(Collected data entries)
+-------+

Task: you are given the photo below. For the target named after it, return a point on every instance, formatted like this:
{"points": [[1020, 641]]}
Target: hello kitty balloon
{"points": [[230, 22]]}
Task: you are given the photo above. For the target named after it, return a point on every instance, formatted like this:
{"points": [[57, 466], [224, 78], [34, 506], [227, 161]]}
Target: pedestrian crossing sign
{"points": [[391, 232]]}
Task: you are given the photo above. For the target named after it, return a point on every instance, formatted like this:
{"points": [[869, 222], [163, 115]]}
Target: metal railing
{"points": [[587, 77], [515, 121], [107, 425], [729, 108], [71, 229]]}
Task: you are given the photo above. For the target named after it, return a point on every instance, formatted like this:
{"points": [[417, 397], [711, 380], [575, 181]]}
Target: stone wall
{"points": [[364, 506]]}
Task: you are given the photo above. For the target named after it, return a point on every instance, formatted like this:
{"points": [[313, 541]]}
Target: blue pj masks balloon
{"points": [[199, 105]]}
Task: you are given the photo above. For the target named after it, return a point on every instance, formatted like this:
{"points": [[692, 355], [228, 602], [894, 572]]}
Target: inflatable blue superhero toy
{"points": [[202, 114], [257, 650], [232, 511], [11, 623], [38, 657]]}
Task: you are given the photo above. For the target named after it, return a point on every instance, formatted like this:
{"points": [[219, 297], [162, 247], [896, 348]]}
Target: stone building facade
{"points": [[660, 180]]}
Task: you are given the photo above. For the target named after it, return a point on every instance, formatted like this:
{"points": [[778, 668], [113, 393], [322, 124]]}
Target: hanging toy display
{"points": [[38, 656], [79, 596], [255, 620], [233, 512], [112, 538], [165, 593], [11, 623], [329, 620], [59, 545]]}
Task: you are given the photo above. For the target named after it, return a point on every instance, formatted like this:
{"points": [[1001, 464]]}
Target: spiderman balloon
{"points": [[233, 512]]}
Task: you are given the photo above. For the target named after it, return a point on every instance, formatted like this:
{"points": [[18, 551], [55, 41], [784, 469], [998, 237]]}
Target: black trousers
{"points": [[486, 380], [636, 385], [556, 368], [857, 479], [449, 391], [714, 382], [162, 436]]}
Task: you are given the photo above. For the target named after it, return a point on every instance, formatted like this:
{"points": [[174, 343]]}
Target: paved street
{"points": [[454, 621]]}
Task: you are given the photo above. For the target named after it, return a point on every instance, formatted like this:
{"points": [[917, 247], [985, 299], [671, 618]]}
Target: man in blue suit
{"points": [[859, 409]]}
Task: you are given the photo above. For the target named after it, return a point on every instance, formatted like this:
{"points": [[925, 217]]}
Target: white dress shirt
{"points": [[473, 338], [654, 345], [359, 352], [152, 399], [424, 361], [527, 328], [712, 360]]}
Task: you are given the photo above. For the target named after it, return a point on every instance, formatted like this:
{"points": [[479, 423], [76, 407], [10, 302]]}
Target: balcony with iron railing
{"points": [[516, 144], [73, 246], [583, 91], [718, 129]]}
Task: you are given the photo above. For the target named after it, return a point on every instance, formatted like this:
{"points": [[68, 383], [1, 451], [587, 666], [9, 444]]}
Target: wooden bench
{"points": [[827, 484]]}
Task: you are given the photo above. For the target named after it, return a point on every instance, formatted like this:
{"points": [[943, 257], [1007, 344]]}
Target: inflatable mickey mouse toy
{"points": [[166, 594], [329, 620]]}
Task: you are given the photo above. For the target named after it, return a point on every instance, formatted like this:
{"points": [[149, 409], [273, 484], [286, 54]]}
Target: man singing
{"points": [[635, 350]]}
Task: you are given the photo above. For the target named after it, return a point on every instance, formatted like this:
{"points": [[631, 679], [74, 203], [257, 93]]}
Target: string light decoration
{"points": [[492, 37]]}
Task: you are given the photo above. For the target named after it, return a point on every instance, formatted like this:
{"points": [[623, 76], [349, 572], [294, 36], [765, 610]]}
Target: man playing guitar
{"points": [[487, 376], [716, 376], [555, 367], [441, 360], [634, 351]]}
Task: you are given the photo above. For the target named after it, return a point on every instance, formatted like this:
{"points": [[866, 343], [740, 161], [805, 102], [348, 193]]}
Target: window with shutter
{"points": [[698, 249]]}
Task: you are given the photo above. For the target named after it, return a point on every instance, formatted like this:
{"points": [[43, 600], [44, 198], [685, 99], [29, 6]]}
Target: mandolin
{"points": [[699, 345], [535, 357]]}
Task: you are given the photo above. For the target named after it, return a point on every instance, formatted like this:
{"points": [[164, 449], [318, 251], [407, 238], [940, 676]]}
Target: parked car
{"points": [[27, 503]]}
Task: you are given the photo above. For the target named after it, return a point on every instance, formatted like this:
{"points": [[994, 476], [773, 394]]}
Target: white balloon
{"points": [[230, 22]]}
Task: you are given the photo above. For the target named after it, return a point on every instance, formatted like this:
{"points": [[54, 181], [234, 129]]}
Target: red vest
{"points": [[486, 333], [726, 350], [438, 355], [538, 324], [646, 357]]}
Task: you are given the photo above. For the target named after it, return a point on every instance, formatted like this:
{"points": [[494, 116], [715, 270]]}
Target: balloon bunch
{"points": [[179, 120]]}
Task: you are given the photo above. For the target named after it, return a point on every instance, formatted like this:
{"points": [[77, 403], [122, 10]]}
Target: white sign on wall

+-------+

Please repeat all the records above exactly as they appear.

Task: you are given the photo below. For the target named after it, return a point on every instance, formatted like this:
{"points": [[1020, 641]]}
Target: hello kitty balloon
{"points": [[230, 22]]}
Task: you are given the photo above. For the target named after it, return a point on every instance, formatted like this:
{"points": [[57, 466], [224, 78], [34, 506], [227, 161]]}
Target: pedestrian crossing sign
{"points": [[391, 232]]}
Task: you are given the photo above. For the target named after it, return a point on every instance, formatted like this:
{"points": [[869, 222], [163, 115]]}
Target: metal railing
{"points": [[587, 77], [515, 121], [107, 425], [729, 108], [71, 229]]}
Task: you are given the photo above. For the target named after it, return a point on every instance, formatted like this:
{"points": [[417, 397], [711, 380], [575, 181]]}
Target: stone wall
{"points": [[364, 506]]}
Task: you are given the photo above. For the target named after it, return a point on every instance, formatted like this:
{"points": [[313, 541]]}
Target: blue pj masks balloon
{"points": [[199, 105]]}
Task: you are given the photo above. For the target named after it, return a point on every instance, formatted like this:
{"points": [[692, 355], [228, 602], [894, 572]]}
Target: inflatable blue superhero toy
{"points": [[202, 114], [257, 650], [232, 511], [11, 623], [38, 657]]}
Task: you are given the photo above. For the target named after it, return a point on every instance, formatted like this:
{"points": [[219, 297], [162, 247], [896, 348]]}
Target: stone building facade
{"points": [[660, 180]]}
Task: you are given the photo above. For the target named after it, return a point on every instance, formatted like this:
{"points": [[778, 668], [113, 393], [322, 124]]}
Target: hanging toy display
{"points": [[38, 656], [79, 596], [255, 620], [233, 512], [112, 538], [165, 593], [11, 623], [329, 620], [59, 545]]}
Task: you are given the photo above. For the target named after it, return a point on every instance, formatted like this:
{"points": [[1001, 464]]}
Target: spiderman balloon
{"points": [[233, 512]]}
Task: you are given the photo above. For the target named after it, return a point on every instance, formatted like this:
{"points": [[18, 551], [55, 41], [784, 469], [998, 237]]}
Target: black trousers
{"points": [[486, 380], [636, 385], [556, 368], [857, 479], [449, 391], [714, 382], [162, 436]]}
Task: you are given the photo above. For the target named after it, return a point on every instance, formatted like this:
{"points": [[174, 343]]}
Target: paved street
{"points": [[454, 621]]}
Task: you are given the photo above. For the target named after it, return a point on every instance, formatted like this:
{"points": [[917, 247], [985, 299], [671, 618]]}
Target: man in blue suit
{"points": [[859, 409]]}
Task: you are given the photo above. For the target named after it, return a point on every instance, formatted like this:
{"points": [[925, 217]]}
Target: white dress shirt
{"points": [[473, 338], [654, 345], [359, 352], [152, 399], [424, 361], [527, 328], [712, 360]]}
Task: you are given the photo above. For the target named after it, return a point on every instance, formatted like this:
{"points": [[479, 423], [76, 407], [10, 302]]}
Target: balcony with iron railing
{"points": [[516, 144], [73, 246], [583, 91], [718, 129]]}
Task: you are given the photo above. For the target named after it, return a point on every instance, formatted like this:
{"points": [[68, 383], [1, 451], [587, 666], [9, 444]]}
Target: wooden bench
{"points": [[827, 484]]}
Task: you are given the photo above. For the target named after it, return a point on every instance, formatted like this:
{"points": [[943, 257], [1007, 344]]}
Target: inflatable mickey mouse toy
{"points": [[166, 594], [329, 620]]}
Task: you are given the photo above. For the target named after it, return a point on every instance, formatted like this:
{"points": [[149, 409], [273, 484], [286, 54]]}
Target: man singing
{"points": [[635, 350]]}
Task: you are given the photo above. For the target named after it, return a point on every instance, formatted like this:
{"points": [[631, 679], [74, 203], [257, 93]]}
Target: string light decoration
{"points": [[492, 37]]}
Task: you are given the photo above. For the target named after it, return a point on every instance, formatted like this:
{"points": [[623, 76], [349, 572], [294, 36], [765, 610]]}
Target: man playing guitar
{"points": [[487, 376], [716, 376], [555, 367], [441, 360], [634, 351]]}
Task: you are given the photo above. For the target named after it, return a point on every instance, formatted like this:
{"points": [[866, 343], [740, 161], [805, 102], [348, 193]]}
Target: window with shutter
{"points": [[698, 249]]}
Task: you are given the photo above. For the target named after it, return a point on every instance, formatted like this:
{"points": [[43, 600], [44, 198], [685, 99], [29, 6]]}
Target: mandolin
{"points": [[699, 345], [535, 357]]}
Task: you are given the photo above. For the target named after it, return a point on every instance, formatted like this:
{"points": [[164, 449], [318, 251], [407, 238], [940, 676]]}
Target: parked car
{"points": [[27, 503]]}
Task: you are given the photo above. For the target named after it, return a point on every instance, formatted like this:
{"points": [[994, 476], [773, 394]]}
Target: white balloon
{"points": [[230, 22]]}
Task: you are given the photo above. For the target named after it, return a point on every instance, formatted like this:
{"points": [[54, 181], [234, 129]]}
Target: red vest
{"points": [[486, 333], [726, 350], [438, 355], [538, 324], [646, 357]]}
Task: you are given the photo above. For the target named after it, return a point on every instance, formatted like this:
{"points": [[494, 116], [715, 270]]}
Target: balloon bunch
{"points": [[179, 120]]}
Task: you are given the photo above. For the target named after it, return a point on every instance, formatted like this:
{"points": [[77, 403], [122, 10]]}
Target: white sign on wall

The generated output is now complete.